▶ _EXERCISE DETAILS_
Return the records exactly, keeping every line as it is.

- - -

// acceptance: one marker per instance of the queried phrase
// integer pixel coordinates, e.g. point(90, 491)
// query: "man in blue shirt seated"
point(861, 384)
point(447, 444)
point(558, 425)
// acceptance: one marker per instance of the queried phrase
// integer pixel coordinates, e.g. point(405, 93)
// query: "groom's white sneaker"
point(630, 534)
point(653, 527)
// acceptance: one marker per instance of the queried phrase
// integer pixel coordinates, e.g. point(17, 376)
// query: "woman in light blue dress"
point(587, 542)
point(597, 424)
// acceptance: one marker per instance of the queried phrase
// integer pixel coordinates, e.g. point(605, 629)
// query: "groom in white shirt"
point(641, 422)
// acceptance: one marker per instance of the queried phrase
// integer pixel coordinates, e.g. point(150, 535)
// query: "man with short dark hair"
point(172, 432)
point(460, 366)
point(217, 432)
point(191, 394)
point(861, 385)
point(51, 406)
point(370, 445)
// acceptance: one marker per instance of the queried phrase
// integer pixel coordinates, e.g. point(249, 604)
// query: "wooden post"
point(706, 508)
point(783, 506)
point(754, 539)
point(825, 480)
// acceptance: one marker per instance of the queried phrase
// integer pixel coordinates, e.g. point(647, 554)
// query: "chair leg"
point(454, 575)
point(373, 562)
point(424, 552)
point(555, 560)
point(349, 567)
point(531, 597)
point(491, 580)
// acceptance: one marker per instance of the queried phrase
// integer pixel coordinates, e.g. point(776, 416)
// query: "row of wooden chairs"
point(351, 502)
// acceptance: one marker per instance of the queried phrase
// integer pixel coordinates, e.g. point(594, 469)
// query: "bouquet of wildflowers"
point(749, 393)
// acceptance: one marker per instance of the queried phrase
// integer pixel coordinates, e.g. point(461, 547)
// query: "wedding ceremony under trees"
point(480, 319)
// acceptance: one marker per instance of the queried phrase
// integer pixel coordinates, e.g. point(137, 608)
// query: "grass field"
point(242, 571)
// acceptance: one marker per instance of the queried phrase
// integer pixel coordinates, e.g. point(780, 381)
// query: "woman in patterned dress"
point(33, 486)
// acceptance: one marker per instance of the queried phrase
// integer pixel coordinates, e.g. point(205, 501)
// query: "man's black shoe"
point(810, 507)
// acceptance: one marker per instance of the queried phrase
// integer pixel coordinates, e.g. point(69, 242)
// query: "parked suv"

- - -

▶ _WRITTEN ANSWER_
// acceptance: one marker per instance of the queried phrase
// integer pixel coordinates, e.g. point(90, 491)
// query: "man in blue shirt seated"
point(861, 384)
point(447, 444)
point(558, 425)
// acceptance: one marker per instance of the queried phrase
// integer pixel coordinates, e.g. point(405, 93)
// query: "groom's white sneaker"
point(630, 534)
point(653, 527)
// acceptance: one marker per instance of the queried phrase
// integer pixel coordinates, e.g. point(17, 376)
// query: "woman in light blue dress"
point(587, 542)
point(597, 424)
// acceptance: one marker per instance of the queried phrase
// integer pixel coordinates, e.g. point(605, 629)
// query: "groom in white shirt"
point(641, 422)
// acceptance: one marker per instance of the queried phrase
// integer pixel coordinates, e.g. point(150, 535)
// query: "man with short dark hair"
point(172, 432)
point(460, 366)
point(217, 432)
point(191, 394)
point(861, 385)
point(51, 406)
point(370, 445)
// acceptance: one marker per instance of the queried phrase
// integer pixel coordinates, e.g. point(249, 604)
// query: "wooden post"
point(706, 508)
point(783, 506)
point(754, 539)
point(825, 480)
// acceptance: one marker per instance of the queried phrase
// integer pixel coordinates, e.g. point(647, 554)
// query: "chair leg"
point(454, 575)
point(373, 562)
point(424, 552)
point(555, 560)
point(349, 567)
point(531, 597)
point(491, 580)
// acceptance: one marker per instance of the queried phrase
// integer pixel coordinates, e.g. point(776, 416)
// query: "row of wooden chairs"
point(351, 502)
// acceptance: one marker per instance of the queried phrase
// integer pixel coordinates, e.g. point(594, 469)
// query: "bouquet of wildflowers"
point(749, 393)
// acceptance: one marker per instance of the queried phrase
// integer pixel coordinates, e.g. point(461, 547)
// query: "wedding ceremony under trees"
point(480, 319)
// acceptance: one marker per instance of the queried phrase
// integer pixel coordinates, e.g. point(137, 608)
// query: "grass field"
point(242, 571)
// acceptance: one marker per instance of the queried phrase
// integer pixel coordinates, e.g. point(780, 381)
// query: "woman in patterned dress"
point(33, 486)
// acceptance: one marker per instance of the queried phrase
// integer pixel coordinates, e.g. point(205, 501)
// query: "man's black shoe"
point(810, 507)
// acceptance: one marker per instance of the queried phrase
// integer pixel coordinates, e.g. point(69, 242)
// query: "parked suv"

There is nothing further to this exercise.